_Text for analysis_:

╭──

Thursday, October 22, 2009

it's really much more prevalant than you know

I saw my therapist last night. Super Doc gave me a few assignments. I need to take time for my anti-anxiety technique exersizes, I need to write a list of definite issues to work on, and I need to call any number of other SuperDocs to schedule my screening for clinical depression and discuss treatment options

I'll keep my dear readers posted.

Thursday, October 15, 2009

Because Snuffy is HAWT

I have a head cold. I sould like snuffleupagus, you know, Big Birds best friend from Sesame Street who started out imaginary but then, one day, everyone could see him? Yeah, I sould like a less depressed version of Snuffy right now, which is totes awesome, as we all know how hott Snuffy was.
The head cold is pissing me off, as I am at this wierd place of ickyness- not so icky that I cannot function, but just icky enough that I really don't want to do anything. I cannot focus nor concentrate on any one thing for any amount of time, which is really not helping me do my homework, or keep the kids entertained. Woot.

Monday, October 12, 2009

Posting from accounting...hehehe, I made a geeky pun

So, I am sitting in week two of Principles of Accounting I, writing in my blog. Why here, why now? Well, that is a many part answer. First, we are going over our homework questions from last week, and I already have that shit down. Second, well, I have more privacy here in class than at home. Third, it's quieter than at home.

╰──

_Source data_:

╭──

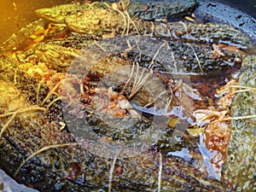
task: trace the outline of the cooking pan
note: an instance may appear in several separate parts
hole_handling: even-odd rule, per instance
[[[51,7],[56,4],[62,4],[66,3],[67,3],[69,2],[72,1],[68,1],[68,0],[64,2],[63,1],[42,1],[42,2],[38,1],[38,3],[35,4],[33,2],[29,2],[29,1],[26,1],[26,3],[24,3],[22,1],[20,2],[16,1],[15,3],[11,3],[12,10],[9,12],[3,12],[4,13],[3,15],[3,13],[2,15],[0,15],[0,18],[2,18],[3,20],[0,26],[0,32],[1,32],[0,41],[1,42],[6,41],[8,37],[9,37],[13,32],[17,32],[20,28],[20,26],[26,26],[31,21],[37,20],[38,17],[37,15],[34,15],[35,9],[43,7]],[[80,2],[84,2],[84,1],[80,1]],[[23,6],[22,3],[26,3],[26,5]],[[256,4],[254,1],[244,0],[241,2],[241,1],[228,1],[228,0],[227,1],[224,1],[224,0],[207,1],[207,1],[199,1],[199,3],[200,4],[195,13],[195,14],[198,13],[198,15],[203,15],[200,18],[201,20],[209,21],[209,22],[212,21],[212,22],[225,23],[227,25],[235,26],[236,28],[239,29],[240,31],[241,31],[242,32],[244,32],[249,37],[255,49],[255,43],[256,43],[256,20],[255,20],[256,8],[255,6]],[[24,13],[23,10],[26,10],[26,13]],[[14,27],[9,27],[10,23],[12,23]],[[9,26],[8,29],[6,28],[7,26]],[[11,143],[12,141],[9,141],[9,142]],[[84,148],[86,148],[86,146]],[[20,153],[22,153],[22,151]],[[90,163],[90,162],[88,162],[88,164]],[[45,166],[47,166],[48,165],[45,165]],[[90,164],[90,166],[94,166],[93,163]],[[159,165],[156,164],[155,166],[158,166]],[[56,165],[55,166],[58,167],[58,165]],[[8,172],[8,168],[3,168],[3,169],[4,169],[6,172]],[[72,174],[72,172],[73,170],[74,170],[73,172],[75,172],[76,171],[79,171],[79,167],[76,163],[73,163],[71,169],[73,170],[71,170],[70,174]],[[104,167],[102,167],[102,169],[104,169]],[[26,171],[26,168],[23,171],[27,172]],[[116,174],[119,174],[119,172],[121,172],[121,171],[118,169],[115,170]],[[67,177],[68,177],[67,179],[71,180],[73,183],[81,182],[75,179],[73,180],[73,178],[71,178],[72,177],[71,175],[68,175]],[[35,178],[35,179],[38,179],[38,178]],[[26,178],[24,178],[24,180],[26,180]],[[22,181],[22,178],[19,179],[19,182],[20,181]],[[83,182],[81,182],[79,184],[84,186]],[[88,185],[84,185],[84,187],[89,187],[89,188],[92,187],[92,186],[89,186],[90,183],[86,184]],[[42,187],[42,191],[44,190],[43,189],[44,187]],[[61,189],[61,183],[55,183],[55,189]],[[2,170],[0,170],[0,190],[36,191],[35,189],[26,188],[24,185],[20,185],[19,183],[15,183],[14,180],[12,180],[12,178],[9,177],[8,174],[3,172],[3,171]],[[60,189],[60,191],[61,190],[61,189]],[[191,190],[193,190],[192,188]],[[75,189],[74,191],[76,191]]]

╰──

_Brief A_: In the blog, which course is the writer in week two of while posting?
_Brief B_: List every assignment the therapist gave the writer, according to the blog.
_Brief C_: Carry on the blog from its last sentence, in the same voice.

_Your response A_: Principles of Accounting I.

_Your response B_:
- Take time for anti-anxiety technique exercises.
- Write a list of definite issues to work on.
- Call other doctors to schedule a screening for clinical depression and discuss treatment options.

_Your response C_:
Let me explain. Hubby, the boys and I are currently living with the in-laws again. Joy of joys. Between finances, and the property inspector letting us know that the wee tiny house is a wash, structurally, we are now bedding down with MIL and FIL. It is tighter than I would like, spacewise, and it is way more frustrating thatn I would like, spacewise, but the boys are happy and it will give Hubby and I a chance to get back on track financially. It's also easing some of my concerns about being back in school.

I am starting therapy again this weel. It's needed. my mental health is not what it should be. I just really want to be happy and healthy again, and I don't htink I am really either ofthose right now.

Basically,, just wanted to fill everyone in. Thor turns 5 tomorrow. Loki is awesome and so funny, he will tell you so, Hermes is still smart, still a smart ass. Hubby got laid off, is looking for new employ, and I started school again. Living with the in-laws, trying to not be miserable.